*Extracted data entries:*
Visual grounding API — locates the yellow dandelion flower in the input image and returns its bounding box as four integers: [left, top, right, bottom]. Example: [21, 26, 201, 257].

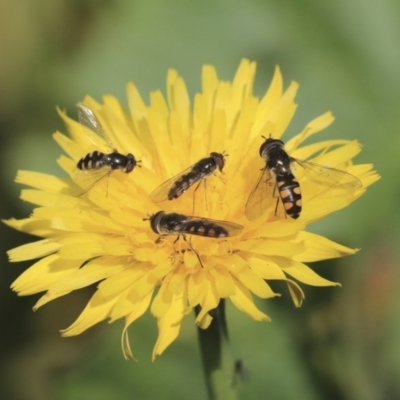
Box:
[6, 60, 379, 358]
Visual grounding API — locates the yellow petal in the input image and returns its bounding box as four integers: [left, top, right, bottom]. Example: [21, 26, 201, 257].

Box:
[293, 231, 357, 262]
[7, 239, 61, 262]
[230, 281, 271, 322]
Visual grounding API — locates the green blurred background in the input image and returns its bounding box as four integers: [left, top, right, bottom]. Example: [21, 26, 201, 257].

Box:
[0, 0, 400, 400]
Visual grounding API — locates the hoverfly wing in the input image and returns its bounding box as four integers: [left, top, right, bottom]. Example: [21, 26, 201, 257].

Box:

*Exercise directions:*
Please rewrite the stretch of the listing from the line containing "Visual grounding API — locates the green" through the line containing "[0, 0, 400, 400]" as a numbered list, omitting any blank lines.

*Solution to this problem:*
1. Visual grounding API — locates the green blurred background in the input image and returns its bounding box as four integers: [left, top, right, bottom]. Example: [21, 26, 201, 257].
2. Box:
3. [0, 0, 400, 400]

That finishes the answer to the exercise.